* [Data to process]
_ _ _
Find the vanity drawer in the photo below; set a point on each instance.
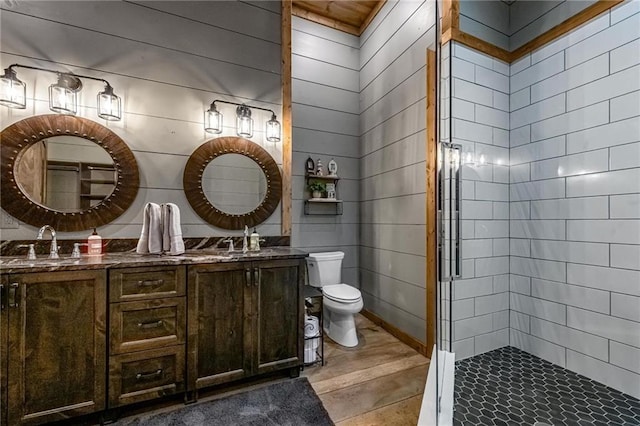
(147, 324)
(146, 375)
(146, 283)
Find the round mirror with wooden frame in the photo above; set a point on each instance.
(23, 155)
(198, 186)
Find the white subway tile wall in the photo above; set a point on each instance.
(575, 200)
(480, 109)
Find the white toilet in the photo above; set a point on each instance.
(341, 301)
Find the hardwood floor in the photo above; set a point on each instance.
(379, 382)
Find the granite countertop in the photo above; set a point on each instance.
(12, 264)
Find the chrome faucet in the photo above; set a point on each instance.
(53, 253)
(230, 241)
(245, 247)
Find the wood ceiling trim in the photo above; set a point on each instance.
(351, 17)
(287, 125)
(372, 15)
(564, 27)
(451, 30)
(323, 20)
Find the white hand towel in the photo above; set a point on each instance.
(172, 242)
(151, 236)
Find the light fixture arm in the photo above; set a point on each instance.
(59, 73)
(213, 104)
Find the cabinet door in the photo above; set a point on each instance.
(279, 321)
(4, 281)
(57, 346)
(219, 324)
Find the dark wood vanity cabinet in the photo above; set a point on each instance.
(147, 333)
(245, 318)
(53, 346)
(80, 342)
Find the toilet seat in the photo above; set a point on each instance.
(343, 293)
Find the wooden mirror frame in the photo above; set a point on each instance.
(18, 137)
(194, 170)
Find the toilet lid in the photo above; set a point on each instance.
(341, 293)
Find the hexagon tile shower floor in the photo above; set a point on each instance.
(510, 387)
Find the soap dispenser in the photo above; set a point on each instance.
(95, 243)
(254, 243)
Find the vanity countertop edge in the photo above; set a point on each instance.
(13, 265)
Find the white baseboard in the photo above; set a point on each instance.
(443, 382)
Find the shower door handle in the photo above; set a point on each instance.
(450, 212)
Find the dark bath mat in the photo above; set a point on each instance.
(288, 403)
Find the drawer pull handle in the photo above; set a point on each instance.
(149, 283)
(144, 376)
(150, 324)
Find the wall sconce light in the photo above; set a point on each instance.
(213, 120)
(13, 92)
(244, 122)
(63, 95)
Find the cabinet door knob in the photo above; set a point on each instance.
(247, 277)
(258, 276)
(13, 295)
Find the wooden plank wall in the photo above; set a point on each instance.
(325, 126)
(168, 62)
(393, 167)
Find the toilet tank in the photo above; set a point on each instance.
(325, 268)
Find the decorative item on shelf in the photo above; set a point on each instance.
(244, 122)
(310, 166)
(331, 191)
(63, 95)
(316, 188)
(332, 168)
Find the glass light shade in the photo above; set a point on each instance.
(273, 129)
(63, 97)
(13, 92)
(212, 120)
(109, 105)
(244, 122)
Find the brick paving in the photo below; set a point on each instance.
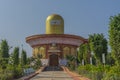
(59, 75)
(52, 75)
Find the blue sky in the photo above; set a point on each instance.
(22, 18)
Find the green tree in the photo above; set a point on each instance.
(23, 57)
(114, 37)
(98, 45)
(84, 53)
(4, 49)
(16, 56)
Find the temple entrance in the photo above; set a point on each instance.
(53, 60)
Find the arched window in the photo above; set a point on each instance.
(42, 51)
(66, 51)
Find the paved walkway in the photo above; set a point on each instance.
(52, 75)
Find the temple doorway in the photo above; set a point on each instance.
(53, 60)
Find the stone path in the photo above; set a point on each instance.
(52, 75)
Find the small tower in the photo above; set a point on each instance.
(54, 24)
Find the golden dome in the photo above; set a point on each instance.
(54, 24)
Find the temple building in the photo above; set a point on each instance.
(54, 45)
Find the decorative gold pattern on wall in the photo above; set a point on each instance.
(54, 24)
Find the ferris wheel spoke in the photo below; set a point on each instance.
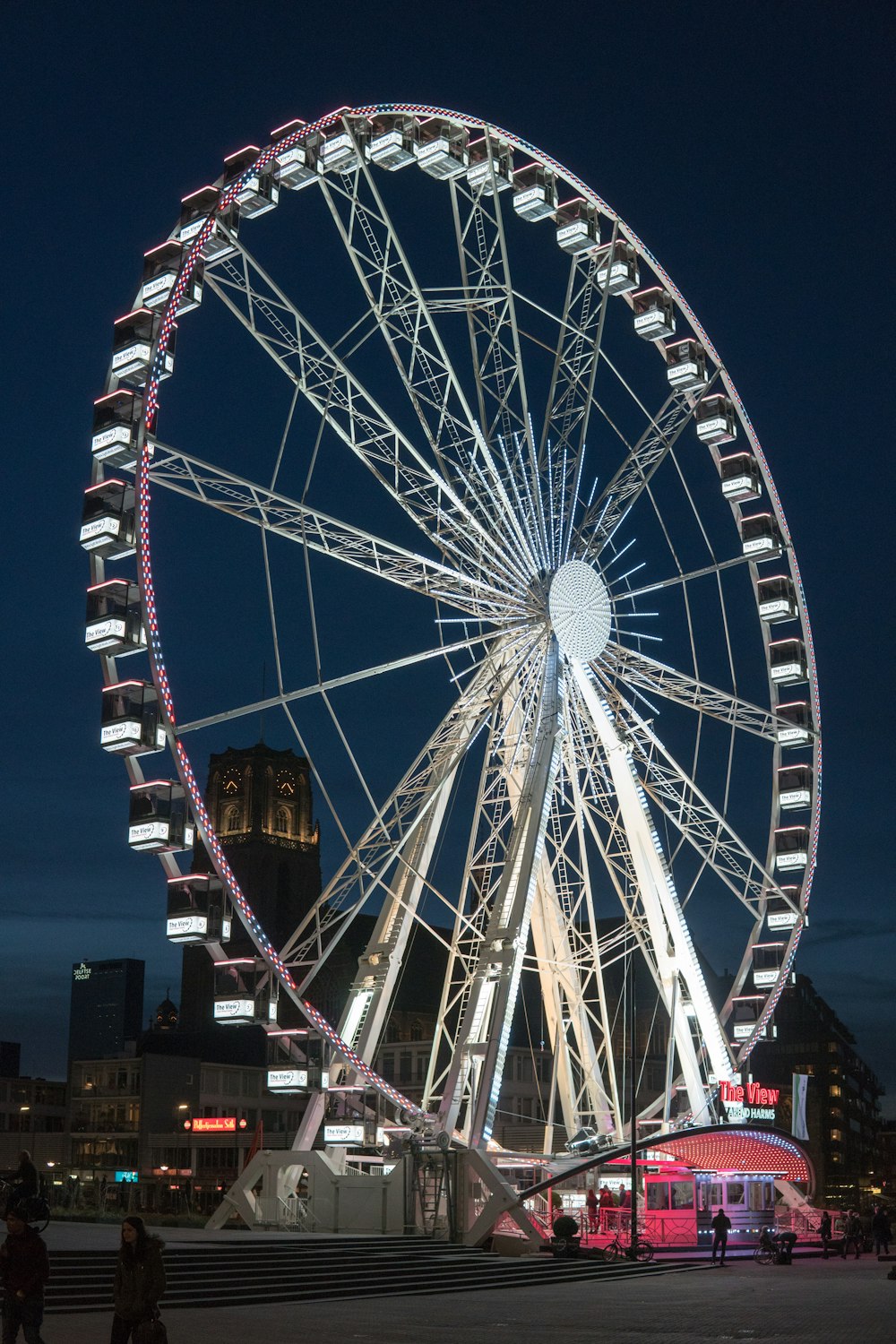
(568, 961)
(409, 328)
(571, 392)
(405, 320)
(646, 674)
(678, 580)
(495, 335)
(363, 870)
(328, 685)
(349, 409)
(669, 937)
(484, 1027)
(622, 491)
(323, 534)
(702, 825)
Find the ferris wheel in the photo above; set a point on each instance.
(450, 456)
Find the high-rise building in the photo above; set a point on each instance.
(107, 1008)
(260, 803)
(842, 1113)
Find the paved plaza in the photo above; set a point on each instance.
(817, 1301)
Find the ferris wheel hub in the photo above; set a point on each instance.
(581, 610)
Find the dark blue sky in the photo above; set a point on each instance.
(747, 145)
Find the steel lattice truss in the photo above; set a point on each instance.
(513, 457)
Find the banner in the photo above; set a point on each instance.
(798, 1125)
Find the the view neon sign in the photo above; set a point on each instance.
(754, 1094)
(748, 1102)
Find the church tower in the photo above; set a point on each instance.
(260, 803)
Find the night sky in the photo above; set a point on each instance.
(748, 145)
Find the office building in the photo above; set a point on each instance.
(107, 1008)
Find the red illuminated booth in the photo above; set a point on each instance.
(691, 1175)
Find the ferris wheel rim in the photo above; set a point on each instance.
(151, 403)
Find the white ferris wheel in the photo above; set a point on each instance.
(449, 453)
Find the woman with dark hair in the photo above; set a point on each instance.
(140, 1279)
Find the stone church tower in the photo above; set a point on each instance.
(261, 806)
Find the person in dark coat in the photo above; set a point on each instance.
(880, 1231)
(26, 1179)
(720, 1228)
(853, 1234)
(140, 1279)
(24, 1269)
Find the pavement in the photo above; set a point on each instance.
(831, 1301)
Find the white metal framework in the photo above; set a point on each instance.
(524, 582)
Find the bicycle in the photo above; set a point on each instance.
(34, 1207)
(640, 1250)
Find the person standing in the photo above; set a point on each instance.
(880, 1230)
(140, 1279)
(26, 1179)
(720, 1228)
(24, 1271)
(852, 1234)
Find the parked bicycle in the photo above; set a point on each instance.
(640, 1249)
(34, 1209)
(774, 1247)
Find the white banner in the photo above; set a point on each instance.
(798, 1126)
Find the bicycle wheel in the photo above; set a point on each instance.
(38, 1212)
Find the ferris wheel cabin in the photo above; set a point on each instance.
(767, 960)
(108, 521)
(392, 142)
(198, 910)
(161, 266)
(745, 1011)
(715, 419)
(489, 175)
(794, 787)
(441, 148)
(159, 820)
(686, 365)
(740, 478)
(794, 723)
(194, 212)
(115, 621)
(618, 268)
(132, 341)
(535, 193)
(791, 847)
(296, 166)
(260, 193)
(116, 419)
(578, 228)
(782, 910)
(343, 147)
(777, 599)
(788, 661)
(245, 992)
(654, 316)
(131, 723)
(761, 537)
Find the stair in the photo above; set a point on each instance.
(218, 1273)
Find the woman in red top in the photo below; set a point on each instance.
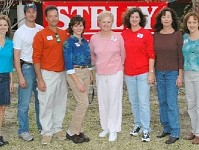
_ _ _
* [Task objective] Copy every entry above word for word, from the first to the last, and leave the pictures out.

* [The completed task]
Find the vanity drawer in the photo below; set a point on each instance.
(147, 324)
(146, 375)
(146, 283)
Find the round mirror with wooden frame in the photo above; set a point on each instance.
(23, 155)
(198, 186)
Find the white subway tile wall in the photo above; set a point on each instance.
(575, 200)
(480, 109)
Find the white toilet in the photo above; set a point on each instance.
(341, 301)
Find the hardwood floor in the photo above; set a point on each instance.
(379, 382)
Find the granite countertop in the photo above; set a point on each instance.
(12, 264)
Find the chrome faucet in the photo above; set a point on each instance.
(53, 253)
(230, 241)
(245, 247)
Find the wood ceiling trim in the photo above; set a point on each instance.
(351, 17)
(287, 125)
(372, 15)
(564, 27)
(451, 30)
(323, 20)
Find the white hand towel in the photo above; set a point on each instance.
(172, 242)
(151, 236)
Find the light fixture arm in the photo above; set a point on each instance.
(59, 73)
(213, 104)
Find the cabinet door in the photo above; set a point on each instance.
(279, 321)
(4, 281)
(57, 346)
(219, 324)
Find the dark wood vanity cabinet in the photo above; set a point on each instance.
(147, 333)
(245, 318)
(53, 346)
(80, 342)
Find the toilet seat in the photo above; set a point on each instance.
(343, 293)
Find the wooden mirror frame in the photo above; set a point on each instance.
(18, 137)
(194, 170)
Find the toilet lid in the photo above; set a point on each instance.
(341, 293)
Find the hexagon tile shower floor in the photo above; set a point on each instance.
(510, 387)
Find the soap dispenser in the photo above; set a point on each instance.
(95, 243)
(254, 243)
Find the vanity countertop edge in the photo above; set a point on each instance.
(13, 265)
Find the white baseboard in the photo above; set a point on each instance.
(443, 382)
Find the shower door handle in the photo above; set a point on each instance.
(450, 212)
Find the dark bath mat in the photo above; set a point on each instance.
(288, 403)
Find the drawer pull handle in the photo above; set a point on each instance.
(149, 283)
(144, 376)
(150, 324)
Find the wall sconce light in the photo above; set a point on each instance.
(213, 120)
(13, 92)
(244, 122)
(63, 95)
Find the cabinet door knob in the photo above; set a point on each instance.
(247, 277)
(258, 276)
(13, 295)
Find the wooden plank wall in the photo above; set a point on each instance.
(325, 126)
(168, 62)
(393, 167)
Find the toilet tank in the photo above; set a point on each instance.
(325, 268)
Find the decorative item on shelf in the photo above; set a point on each instance.
(244, 122)
(310, 166)
(331, 191)
(63, 95)
(316, 188)
(332, 168)
Find the glass light shade in the photo above; set a point on each instance.
(273, 129)
(63, 97)
(13, 92)
(212, 120)
(109, 105)
(244, 122)
Find the brick paving in the photo below; set a point on each instance.
(59, 75)
(52, 75)
Find the blue sky in the photo above; set a point on each instance.
(22, 18)
Find the green tree in the photo above; set a point on each instance.
(23, 57)
(114, 37)
(98, 45)
(84, 53)
(4, 49)
(16, 56)
Find the temple entrance in the photo above; set a point on each instance.
(53, 60)
Find the arched window in the photo above; set a point on each instance.
(42, 51)
(66, 51)
Find the paved walkway in the photo above; set a point on each instance.
(52, 75)
Find the temple doorway in the photo above; set a point on each instance.
(53, 60)
Find the stone path in the photo above; set a point on each instance.
(52, 75)
Find the small tower in the photo above; set a point on each instance.
(54, 24)
Find the golden dome in the photo above; set a point on each instance.
(54, 24)
Find the temple building in the photo above; set a point on each instance.
(54, 45)
Find the decorative gold pattern on wall in the photo above; set a point on each instance.
(54, 24)
Find the ferris wheel spoke in the photo below; set a point on each instance.
(568, 961)
(409, 328)
(571, 392)
(405, 320)
(646, 674)
(678, 580)
(495, 335)
(363, 870)
(328, 685)
(349, 409)
(669, 937)
(484, 1027)
(622, 491)
(323, 534)
(702, 825)
Find the ferris wheel in the photo above; set a point on each instance.
(450, 456)
Find the high-rise building in the photo above; set a point on each instance.
(107, 1008)
(260, 803)
(842, 1113)
Find the paved plaza in the photo above; set a point on each instance.
(817, 1301)
Find the ferris wheel hub in the photo above; set a point on each instance.
(581, 610)
Find the dark blue sky in the photo above; set a point on each instance.
(747, 145)
Find the steel lattice truss in the photo above; set a point on each instance.
(513, 457)
Find the banner in the photo above; set a point on each instance.
(798, 1125)
Find the the view neon sign in the photo above; set a point on each instance.
(754, 1094)
(748, 1102)
Find the church tower in the photo above; set a point on each instance.
(260, 803)
Find the night sky in the photo above; set a point on each instance.
(748, 145)
Find the office building in the photo above; set a point on each instance.
(107, 1008)
Find the red illuminated booth in the photo above; set a point on each instance.
(691, 1175)
Find the ferris wheel rim in the photo above; set a point on each instance.
(151, 403)
Find the white ferris wheel in the photo above; set a point on each instance.
(449, 453)
Find the woman with dark hair in the photo above; set a point on each instance.
(140, 1279)
Find the stone church tower in the photo above; set a point on each instance.
(261, 806)
Find the person in dark coat in the photo above; set a point on each instance.
(880, 1231)
(26, 1179)
(720, 1228)
(853, 1234)
(140, 1279)
(24, 1269)
Find the pavement in the photo above; set a point on each instance.
(831, 1301)
Find the white metal framework in the photo above; set a point on each instance.
(524, 582)
Find the bicycle in the photo above; set a point on each instance.
(34, 1207)
(640, 1250)
Find the person standing in the photo above; set a point on each instance.
(880, 1230)
(140, 1279)
(26, 1179)
(720, 1228)
(24, 1271)
(852, 1234)
Find the parked bicycle in the photo above; set a point on each instance.
(640, 1249)
(34, 1209)
(774, 1247)
Find the white banner in the photo above; set a point on each instance.
(798, 1126)
Find the bicycle wheel in the photo above; set a point on each instance.
(38, 1212)
Find the ferris wheel cabin in the photo above; set a point on each instance.
(767, 960)
(108, 521)
(392, 142)
(198, 910)
(161, 266)
(745, 1011)
(715, 419)
(489, 175)
(794, 787)
(441, 148)
(159, 820)
(686, 365)
(740, 478)
(794, 723)
(194, 212)
(115, 621)
(618, 268)
(132, 341)
(535, 193)
(791, 847)
(296, 166)
(260, 193)
(116, 419)
(578, 228)
(782, 910)
(343, 147)
(777, 599)
(788, 661)
(245, 992)
(654, 316)
(131, 723)
(761, 537)
Find the stair in the photo above; set a point on each instance.
(218, 1273)
Find the woman in red top in the photo below; set a point on each instance.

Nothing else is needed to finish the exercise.